(Object position labeling entries)

──────

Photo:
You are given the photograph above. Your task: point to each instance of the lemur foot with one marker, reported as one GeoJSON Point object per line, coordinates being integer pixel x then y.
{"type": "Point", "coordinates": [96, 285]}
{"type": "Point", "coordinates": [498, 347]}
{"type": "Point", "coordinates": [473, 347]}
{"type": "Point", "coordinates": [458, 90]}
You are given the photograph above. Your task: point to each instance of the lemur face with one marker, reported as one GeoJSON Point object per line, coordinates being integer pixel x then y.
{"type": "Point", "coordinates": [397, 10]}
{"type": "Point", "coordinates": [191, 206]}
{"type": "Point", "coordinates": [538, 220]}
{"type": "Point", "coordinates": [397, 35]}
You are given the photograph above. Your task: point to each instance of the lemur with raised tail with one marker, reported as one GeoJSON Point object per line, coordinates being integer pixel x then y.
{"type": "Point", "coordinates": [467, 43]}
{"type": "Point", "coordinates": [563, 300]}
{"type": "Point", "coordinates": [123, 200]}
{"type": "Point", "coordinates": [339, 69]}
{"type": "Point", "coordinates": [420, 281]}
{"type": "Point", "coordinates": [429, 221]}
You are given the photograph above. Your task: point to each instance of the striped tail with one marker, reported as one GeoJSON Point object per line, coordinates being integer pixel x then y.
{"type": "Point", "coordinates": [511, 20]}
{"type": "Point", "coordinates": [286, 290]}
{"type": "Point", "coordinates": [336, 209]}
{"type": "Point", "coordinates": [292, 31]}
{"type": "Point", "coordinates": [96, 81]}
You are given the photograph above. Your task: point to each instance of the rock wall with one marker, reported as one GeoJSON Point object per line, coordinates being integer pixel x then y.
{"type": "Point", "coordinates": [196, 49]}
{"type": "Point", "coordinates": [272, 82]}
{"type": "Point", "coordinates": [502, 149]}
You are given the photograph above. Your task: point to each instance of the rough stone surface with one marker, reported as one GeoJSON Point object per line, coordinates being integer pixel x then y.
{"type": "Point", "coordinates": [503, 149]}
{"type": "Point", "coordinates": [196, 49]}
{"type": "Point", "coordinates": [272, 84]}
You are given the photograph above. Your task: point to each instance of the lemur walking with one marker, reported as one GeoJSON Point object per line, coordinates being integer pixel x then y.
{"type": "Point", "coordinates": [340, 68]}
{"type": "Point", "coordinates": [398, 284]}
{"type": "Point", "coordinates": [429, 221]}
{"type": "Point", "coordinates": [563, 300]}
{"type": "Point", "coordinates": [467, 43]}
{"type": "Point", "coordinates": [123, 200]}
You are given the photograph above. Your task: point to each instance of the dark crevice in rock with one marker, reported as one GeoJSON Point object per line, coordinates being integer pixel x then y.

──────

Work to do
Display each line from the entries above that contains the string "tail", treating uppercase and lowercase as different.

Problem solution
You are given the photograph above. Your task: point to each instance of the lemur with raised tail with one marker, reported as one GeoJSON Point object per line, coordinates being integer pixel x then y.
You are given the photograph above. Your task: point to each instance of the striped tail with one marker, reported as one GeoJSON Point object per line, coordinates being integer pixel x then y.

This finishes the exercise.